[Supplied records]
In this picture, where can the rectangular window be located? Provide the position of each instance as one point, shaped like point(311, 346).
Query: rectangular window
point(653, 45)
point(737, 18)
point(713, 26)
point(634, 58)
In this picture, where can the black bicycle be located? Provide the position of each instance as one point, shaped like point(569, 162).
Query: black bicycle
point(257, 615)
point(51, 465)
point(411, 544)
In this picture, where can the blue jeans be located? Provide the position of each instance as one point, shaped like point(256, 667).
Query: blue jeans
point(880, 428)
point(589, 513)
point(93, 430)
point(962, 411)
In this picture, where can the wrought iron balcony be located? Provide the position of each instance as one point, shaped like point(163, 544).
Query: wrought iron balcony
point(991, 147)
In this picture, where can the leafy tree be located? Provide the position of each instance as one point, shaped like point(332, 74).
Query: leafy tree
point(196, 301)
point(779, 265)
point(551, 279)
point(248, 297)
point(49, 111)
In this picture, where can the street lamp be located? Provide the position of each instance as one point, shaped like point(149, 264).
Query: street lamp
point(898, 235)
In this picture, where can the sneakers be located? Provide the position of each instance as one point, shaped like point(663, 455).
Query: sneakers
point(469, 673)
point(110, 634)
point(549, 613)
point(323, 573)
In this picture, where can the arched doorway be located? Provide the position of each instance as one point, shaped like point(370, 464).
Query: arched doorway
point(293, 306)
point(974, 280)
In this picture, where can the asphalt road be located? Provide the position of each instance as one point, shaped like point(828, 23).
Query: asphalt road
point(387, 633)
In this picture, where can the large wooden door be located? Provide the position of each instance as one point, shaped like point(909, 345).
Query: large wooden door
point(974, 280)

--

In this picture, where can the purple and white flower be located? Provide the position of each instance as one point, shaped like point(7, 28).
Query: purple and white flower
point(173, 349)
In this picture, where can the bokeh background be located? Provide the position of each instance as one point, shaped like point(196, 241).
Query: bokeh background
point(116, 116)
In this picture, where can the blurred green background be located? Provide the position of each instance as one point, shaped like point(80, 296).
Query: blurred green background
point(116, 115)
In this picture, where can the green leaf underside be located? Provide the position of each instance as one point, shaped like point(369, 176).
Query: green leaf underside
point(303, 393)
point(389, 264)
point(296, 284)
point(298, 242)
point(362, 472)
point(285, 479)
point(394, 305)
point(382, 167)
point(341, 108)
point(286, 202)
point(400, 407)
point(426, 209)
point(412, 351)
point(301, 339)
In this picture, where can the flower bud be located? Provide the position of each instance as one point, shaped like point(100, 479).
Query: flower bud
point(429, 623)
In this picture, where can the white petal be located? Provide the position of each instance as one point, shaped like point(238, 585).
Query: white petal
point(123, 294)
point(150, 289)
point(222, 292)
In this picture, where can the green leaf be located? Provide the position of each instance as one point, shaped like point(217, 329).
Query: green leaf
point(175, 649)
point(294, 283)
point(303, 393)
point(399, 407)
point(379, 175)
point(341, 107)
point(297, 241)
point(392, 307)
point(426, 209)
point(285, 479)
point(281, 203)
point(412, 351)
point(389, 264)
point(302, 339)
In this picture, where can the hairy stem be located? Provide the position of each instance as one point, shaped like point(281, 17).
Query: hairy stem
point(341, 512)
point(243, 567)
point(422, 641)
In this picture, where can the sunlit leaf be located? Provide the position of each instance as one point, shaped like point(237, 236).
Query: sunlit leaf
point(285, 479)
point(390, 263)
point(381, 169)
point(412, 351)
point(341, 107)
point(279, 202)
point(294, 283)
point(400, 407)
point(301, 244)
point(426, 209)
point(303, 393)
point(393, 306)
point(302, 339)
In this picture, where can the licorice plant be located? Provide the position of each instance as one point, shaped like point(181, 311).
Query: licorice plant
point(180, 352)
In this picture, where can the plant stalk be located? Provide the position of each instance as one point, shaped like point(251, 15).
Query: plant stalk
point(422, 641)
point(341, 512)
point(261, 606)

---

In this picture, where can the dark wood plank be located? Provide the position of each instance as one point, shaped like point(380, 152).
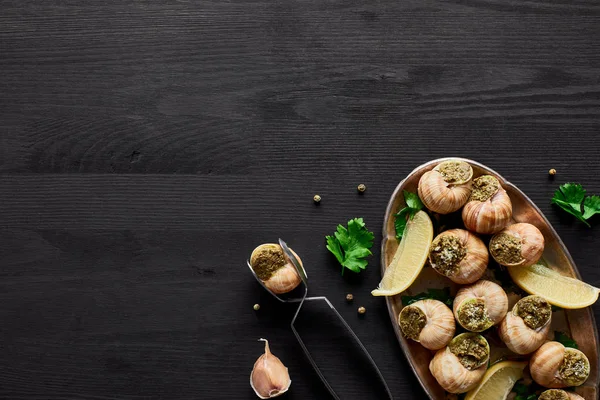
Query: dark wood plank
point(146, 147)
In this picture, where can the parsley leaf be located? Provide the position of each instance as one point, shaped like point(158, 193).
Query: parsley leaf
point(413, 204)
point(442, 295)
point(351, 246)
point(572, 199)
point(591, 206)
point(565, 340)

[Instructions to follow]
Turn the part of the listing starting with the line that contains "In this picture, where can the rectangular" and going on through the line that contains "point(991, 147)" into a JSON list of strings, one string per line and no other lines, leaving out any blank lines.

[Exercise output]
[
  "In this picture, where can the rectangular window be located? Provide the position of each instance as one point, shaped like point(311, 346).",
  "Query: rectangular window",
  "point(653, 45)",
  "point(737, 18)",
  "point(713, 26)",
  "point(634, 58)",
  "In this picture, where can the black bicycle be located? Provide the position of each instance as one point, shaped like point(569, 162).",
  "Query: black bicycle",
  "point(257, 615)",
  "point(51, 465)",
  "point(411, 544)",
  "In this picture, where can the blue jeans be located? Provide the position of each instance as one point, shaped like point(256, 667).",
  "Query: blue jeans",
  "point(880, 428)",
  "point(589, 513)",
  "point(93, 430)",
  "point(962, 411)",
  "In this picture, where can the wrought iron balcony be located? Provide the position of each instance as one point, shaped like point(163, 544).",
  "Query: wrought iron balcony",
  "point(991, 147)"
]